■ **Document section**:
════

To illustrate the possibility that these streaks are the result of microbial life, the team considered whether or not extreme bacteria could survive in Venus’ cloud tops. For instance, the lower cloud tops of Venus (47.5 to 50.5 km above the surface) are known to have moderate temperature conditions (~60 °C; 140 °F) and pressure conditions that are similar to that of Earth at sea level (101.325 kPa).
This is far more hospitable than conditions on the surface, where temperatures reach 737 K (462 C; 860 F) and atmospheric pressure is 9200 kPa (92 times that of Earth at sea level). In addition, they considered how on Earth, bacteria has been found at altitudes as high as 41 km (25 mi). On top of that, there are many cases where extreme bacteria here on Earth that could survive in an acidic environment.
As Rakesh Mogul, a professor of biological chemistry at California State Polytechnic University and a co-author on the study, indicated, “On Earth, we know that life can thrive in very acidic conditions, can feed on carbon dioxide, and produce sulfuric acid.” This is consistent with the presence of micron-sized sulfuric acid aerosols in Venus upper atmosphere, which could be a metabolic by-product.
In addition, the team also noted that according to some models, Venus had a habitable climate with liquid water on its surface for as long as two billion years – which is much longer than what is believed to have occurred on Mars. In short, they speculate that life could have evolved on the surface of Venus and been swept up into the atmosphere, where it survived as the planet experienced its runaway greenhouse effect.

════

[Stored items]
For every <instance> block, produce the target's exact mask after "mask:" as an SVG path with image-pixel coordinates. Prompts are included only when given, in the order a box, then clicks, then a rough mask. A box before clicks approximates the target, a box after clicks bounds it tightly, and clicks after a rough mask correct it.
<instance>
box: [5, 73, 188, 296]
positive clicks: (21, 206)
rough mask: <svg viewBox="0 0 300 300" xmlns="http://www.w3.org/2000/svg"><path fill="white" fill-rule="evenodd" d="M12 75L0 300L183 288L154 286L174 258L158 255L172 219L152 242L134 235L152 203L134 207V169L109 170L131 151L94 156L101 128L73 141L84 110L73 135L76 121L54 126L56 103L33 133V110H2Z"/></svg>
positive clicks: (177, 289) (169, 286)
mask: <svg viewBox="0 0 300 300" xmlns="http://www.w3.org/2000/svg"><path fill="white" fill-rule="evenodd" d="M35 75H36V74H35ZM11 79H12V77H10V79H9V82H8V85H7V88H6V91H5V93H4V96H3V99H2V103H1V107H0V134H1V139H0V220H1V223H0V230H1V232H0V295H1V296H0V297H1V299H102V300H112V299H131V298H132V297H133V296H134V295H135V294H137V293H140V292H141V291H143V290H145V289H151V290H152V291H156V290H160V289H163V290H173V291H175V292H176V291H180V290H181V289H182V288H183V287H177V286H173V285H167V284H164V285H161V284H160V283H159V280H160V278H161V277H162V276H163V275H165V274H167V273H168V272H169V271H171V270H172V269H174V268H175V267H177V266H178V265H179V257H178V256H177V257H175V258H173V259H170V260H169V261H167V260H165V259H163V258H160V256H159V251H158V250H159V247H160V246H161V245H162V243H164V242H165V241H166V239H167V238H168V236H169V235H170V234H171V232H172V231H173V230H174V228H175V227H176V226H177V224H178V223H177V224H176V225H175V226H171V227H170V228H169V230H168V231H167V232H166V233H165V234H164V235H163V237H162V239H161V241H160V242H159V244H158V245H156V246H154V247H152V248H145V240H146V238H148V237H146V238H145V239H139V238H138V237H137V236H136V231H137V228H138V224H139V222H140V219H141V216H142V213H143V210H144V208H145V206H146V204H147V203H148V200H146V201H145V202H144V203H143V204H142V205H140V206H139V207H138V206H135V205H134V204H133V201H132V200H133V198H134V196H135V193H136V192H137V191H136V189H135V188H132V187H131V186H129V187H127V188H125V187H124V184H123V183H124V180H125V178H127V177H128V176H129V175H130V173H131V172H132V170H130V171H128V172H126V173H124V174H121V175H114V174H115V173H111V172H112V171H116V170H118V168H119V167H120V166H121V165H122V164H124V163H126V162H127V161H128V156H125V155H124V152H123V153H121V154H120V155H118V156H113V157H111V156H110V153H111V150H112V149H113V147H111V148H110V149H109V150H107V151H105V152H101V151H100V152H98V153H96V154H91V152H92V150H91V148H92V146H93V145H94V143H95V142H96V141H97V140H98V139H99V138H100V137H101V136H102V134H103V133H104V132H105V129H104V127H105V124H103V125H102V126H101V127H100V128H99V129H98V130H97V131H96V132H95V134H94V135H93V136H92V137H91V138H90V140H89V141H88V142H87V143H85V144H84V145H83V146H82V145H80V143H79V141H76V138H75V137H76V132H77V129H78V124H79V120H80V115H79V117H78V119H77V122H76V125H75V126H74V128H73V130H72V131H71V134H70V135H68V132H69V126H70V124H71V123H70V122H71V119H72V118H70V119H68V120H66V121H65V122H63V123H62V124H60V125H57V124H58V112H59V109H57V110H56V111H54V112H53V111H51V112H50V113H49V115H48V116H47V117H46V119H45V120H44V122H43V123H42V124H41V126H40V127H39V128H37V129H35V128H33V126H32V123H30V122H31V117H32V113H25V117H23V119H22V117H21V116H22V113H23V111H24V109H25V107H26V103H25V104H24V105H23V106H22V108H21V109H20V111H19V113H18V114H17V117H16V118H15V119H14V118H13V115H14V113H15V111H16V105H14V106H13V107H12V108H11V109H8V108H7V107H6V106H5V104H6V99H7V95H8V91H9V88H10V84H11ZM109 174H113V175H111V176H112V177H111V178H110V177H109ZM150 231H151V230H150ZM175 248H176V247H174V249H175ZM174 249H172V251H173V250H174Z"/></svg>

════

■ **To do**:
1. In the passage on life in Venus' clouds, what is the highest altitude at which bacteria have been found on Earth?
2. Please continue the passage on life in Venus' clouds from the point where it stops.

■ **Responses per task**:
1. As high as 41 km (25 mi).

2.
This study expands on a proposal originally made by Harold Morowitz and famed astronomer Carl Sagan in 1967 and which was investigated by a series of probes sent to Venus between 1962 and 1978. While these missions indicated that surface conditions on Venus ruled out the possibility of life, they also noted that conditions in the lower and middle portions of Venus’ atmosphere – 40 to 60 km (25 – 27 mi) altitude – did not preclude the possibility of microbial life.
For years, Limaye has been revisiting the idea of exploring Venus’ atmosphere for signs of life. The inspiration came in part from a chance meeting at a teachers workshop with Grzegorz Slowik – from the University of Zielona Góra in Poland and a co-author on the study – who told him of how bacteria on Earth have light-absorbing properties similar to the particles that make up the dark patches observed in Venus’ clouds.
While no probe that has sampled Venus’ atmosphere has been capable of distinguishing between organic and inorganic particles, the ones that make up Venus’ dark patches do have comparable dimensions to some bacteria on Earth. According to Limaye and Mogul, these patches could therefore be similar to algae blooms on Earth, consisting of bacteria that metabolizes the carbon dioxide in Venus’ atmosphere and produces sulfuric acid aerosols.
In the coming years, Venus’ atmosphere could be explored for signs of microbial life by a lighter than air aircraft. One possibility is the Venus Aerial Mobil Platform (VAMP), a concept currently being researched by Northrop Grumman (shown above). Much like lighter-than-air concepts being developed to explore Titan, this vehicle would float and fly around in Venus’ atmosphere and search the cloud tops for biosignatures.
Another possibility is NASA’s possible participation in the Russian Venera-D mission, which is currently scheduled to explore Venus during the late 2020s. This mission would consist of a Russian orbiter and lander to explore Venus’ atmosphere and surface while NASA would contribute a surface station and maneuverable aerial platform.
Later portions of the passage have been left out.